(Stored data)
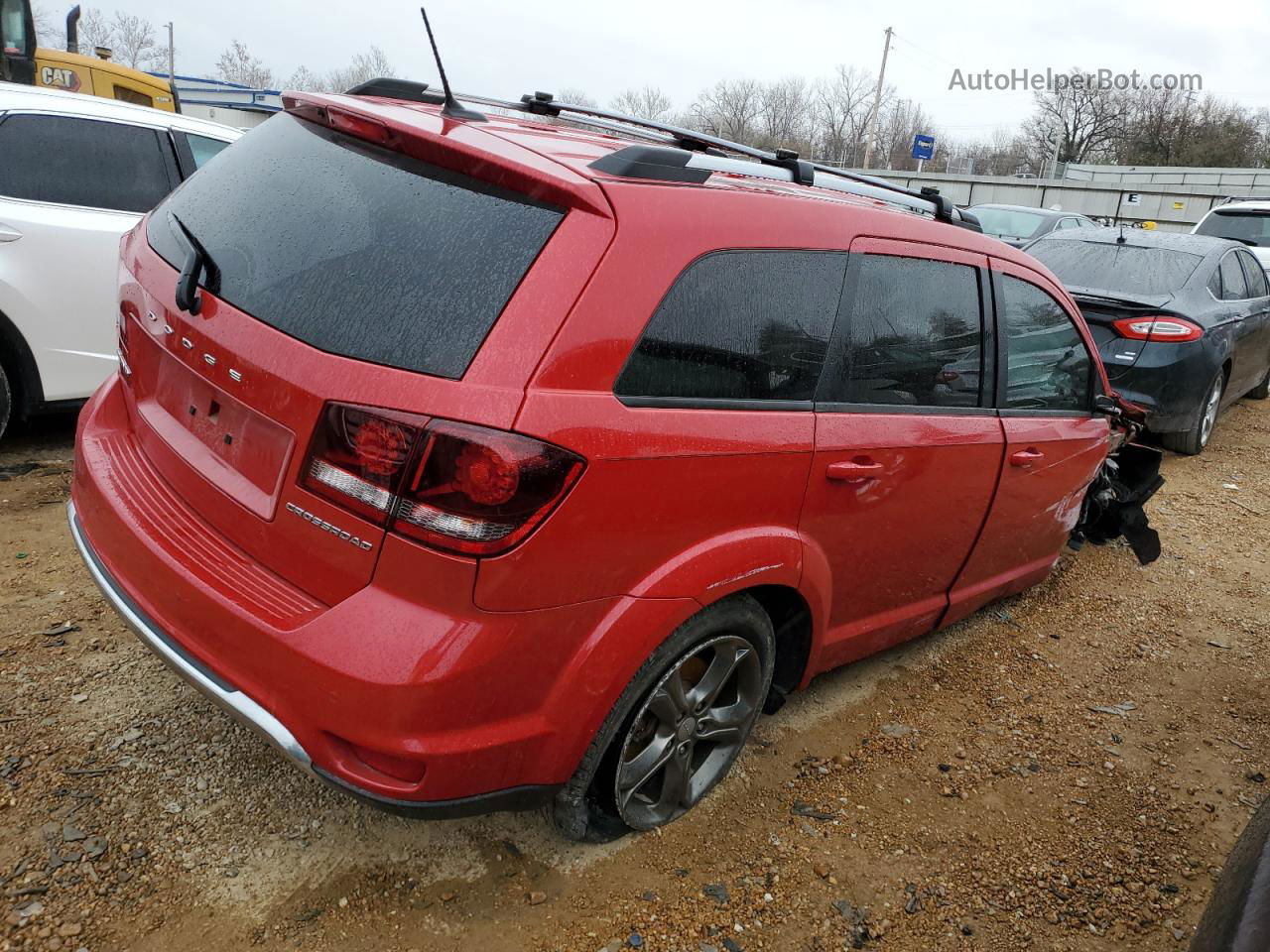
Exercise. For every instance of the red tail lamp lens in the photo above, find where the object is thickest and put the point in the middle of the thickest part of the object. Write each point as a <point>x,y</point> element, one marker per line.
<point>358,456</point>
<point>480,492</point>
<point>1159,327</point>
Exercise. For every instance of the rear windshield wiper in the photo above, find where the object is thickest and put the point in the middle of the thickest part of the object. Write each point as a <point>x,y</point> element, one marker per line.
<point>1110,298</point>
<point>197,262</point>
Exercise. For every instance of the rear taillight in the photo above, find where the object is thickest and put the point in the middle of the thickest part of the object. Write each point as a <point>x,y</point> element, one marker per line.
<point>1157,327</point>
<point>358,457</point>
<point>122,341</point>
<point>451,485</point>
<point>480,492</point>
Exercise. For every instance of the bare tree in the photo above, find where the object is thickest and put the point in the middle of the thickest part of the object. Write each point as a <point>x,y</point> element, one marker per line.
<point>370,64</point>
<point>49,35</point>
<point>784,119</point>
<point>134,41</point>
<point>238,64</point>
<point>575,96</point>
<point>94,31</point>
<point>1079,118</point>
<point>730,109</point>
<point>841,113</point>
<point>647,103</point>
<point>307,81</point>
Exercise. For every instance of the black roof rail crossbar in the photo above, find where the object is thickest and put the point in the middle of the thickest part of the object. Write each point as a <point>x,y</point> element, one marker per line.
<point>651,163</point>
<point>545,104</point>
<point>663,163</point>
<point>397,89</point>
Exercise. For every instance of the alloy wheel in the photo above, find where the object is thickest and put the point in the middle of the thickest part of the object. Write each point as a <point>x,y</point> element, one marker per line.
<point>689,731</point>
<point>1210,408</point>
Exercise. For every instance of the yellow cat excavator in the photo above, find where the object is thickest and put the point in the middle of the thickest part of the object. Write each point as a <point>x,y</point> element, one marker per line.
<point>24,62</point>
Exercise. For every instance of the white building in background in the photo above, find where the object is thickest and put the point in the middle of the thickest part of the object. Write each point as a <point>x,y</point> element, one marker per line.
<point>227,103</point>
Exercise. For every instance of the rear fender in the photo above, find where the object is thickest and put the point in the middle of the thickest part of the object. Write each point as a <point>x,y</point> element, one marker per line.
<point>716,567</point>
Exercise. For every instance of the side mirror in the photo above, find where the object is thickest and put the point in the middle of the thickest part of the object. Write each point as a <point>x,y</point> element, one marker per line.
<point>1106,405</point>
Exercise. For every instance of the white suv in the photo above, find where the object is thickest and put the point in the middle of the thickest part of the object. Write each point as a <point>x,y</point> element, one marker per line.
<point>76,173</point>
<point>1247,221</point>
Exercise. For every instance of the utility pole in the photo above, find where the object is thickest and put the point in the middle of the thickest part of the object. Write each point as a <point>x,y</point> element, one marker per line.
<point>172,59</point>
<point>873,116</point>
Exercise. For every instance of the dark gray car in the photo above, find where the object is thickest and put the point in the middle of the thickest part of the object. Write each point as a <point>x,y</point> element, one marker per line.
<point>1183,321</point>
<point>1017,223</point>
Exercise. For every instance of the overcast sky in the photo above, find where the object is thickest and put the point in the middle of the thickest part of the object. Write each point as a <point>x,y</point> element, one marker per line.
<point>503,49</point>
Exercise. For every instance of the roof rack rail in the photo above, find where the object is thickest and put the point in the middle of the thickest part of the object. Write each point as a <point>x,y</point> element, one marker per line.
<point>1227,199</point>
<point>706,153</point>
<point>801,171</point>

## To do
Word for word, set down every record, keeping the images out.

## Solution to this task
Exercise. For every instance of the red tail lamp lens in the photo above, find where the object is thickest and put the point in the middle of the thickest part of the object. Write each point as a <point>x,y</point> element, one marker per line.
<point>358,456</point>
<point>480,492</point>
<point>1159,327</point>
Exercise. For every instance of the rear windshield wiper in the photo above, find where the object is thickest and put the point in the middle of the thickest part of the object. Write each point as a <point>x,y</point> element, one marker per line.
<point>1110,298</point>
<point>197,262</point>
Exercise. For every instance of the rear taillight in the photo above, find where the object is thickest and put the point in the middle of the thickest part of the object. Write each point as a <point>x,y</point> element, one marker per line.
<point>1157,327</point>
<point>358,457</point>
<point>122,341</point>
<point>451,485</point>
<point>480,492</point>
Exercise. For every instance of the bare tree in the photo above, find where the object is thickest and put the point in the middle of the thickest part of the object. Write each point as a <point>x,y</point> element, one marker per line.
<point>370,64</point>
<point>49,35</point>
<point>784,119</point>
<point>134,41</point>
<point>238,64</point>
<point>575,96</point>
<point>94,31</point>
<point>1079,118</point>
<point>730,109</point>
<point>841,113</point>
<point>647,103</point>
<point>307,81</point>
Exercise. For every instance of the black roof rail crossbar in the photo above, find where the object is thickest and put the point in the middle of the thickest part of the object. Write each point as a <point>x,y</point> element, one marker per line.
<point>651,163</point>
<point>545,104</point>
<point>663,163</point>
<point>397,89</point>
Exercise. For every instance of the alloy wheel in the photo above, find where the object is thickest and put the point in the middle of the thickest part of the object. Write each point as a <point>x,y</point> element, one marker per line.
<point>689,731</point>
<point>1210,408</point>
Exercise. For every instance of the yellow cat excavator in the photo above, find where the object is thickest and put the point in the middle of the thickest part of the object. Write each point as a <point>x,y</point> element, one marker per line.
<point>24,62</point>
Exercise. For every instance of the white building in background in the photo above, find where the object is thickest and put the point in the middle of the thickest part of the object. Write each point as a <point>x,y</point> element, one marker per line.
<point>227,103</point>
Exercise. For every instance of the rear fender in the photo above, find where the object is thickest and put the point in the middle of the thickest part of the object. Write each point as a <point>x,y</point> element, one marker per line.
<point>716,567</point>
Exercise. For every instance of the side mirror in the photo above, find where the object is thickest and put the point in the middle of the thickest part of the object. Write each point as a <point>x,y</point> element, one marker per line.
<point>1106,405</point>
Exercise. For every instance of the white suv in the photo above, find where the object is thickest and put the point in the middle of the thickest part of the object. Write each point as a <point>x,y</point> element, one marker per line.
<point>76,173</point>
<point>1247,221</point>
Exercise. For every instance of the utility pole in the photo above, find where the object is thickest and put the point in the middle of the thickest part of the object. Write each point as a <point>x,y</point> element, one marker per line.
<point>172,59</point>
<point>873,116</point>
Exercise. For every instance of the dark gray car in the photo above, find where the object is thickest and put the point in the middle of the thickest part of the object. Write each point as a <point>x,y</point> element, one marker per line.
<point>1183,321</point>
<point>1017,223</point>
Exercise. For every instance of the overcast sky in the photo above, find where the object is thickest and put the point in the middle of the thickest part of the object. Write each point as a <point>x,y</point> element, one marker per line.
<point>503,49</point>
Exercise. For every instance of the roof rack rail in the photo above, find where the object is thickest and put the point in the middle of the thickest part of the object. Write each point as a <point>x,y</point> element, one marker per line.
<point>1227,199</point>
<point>706,153</point>
<point>801,171</point>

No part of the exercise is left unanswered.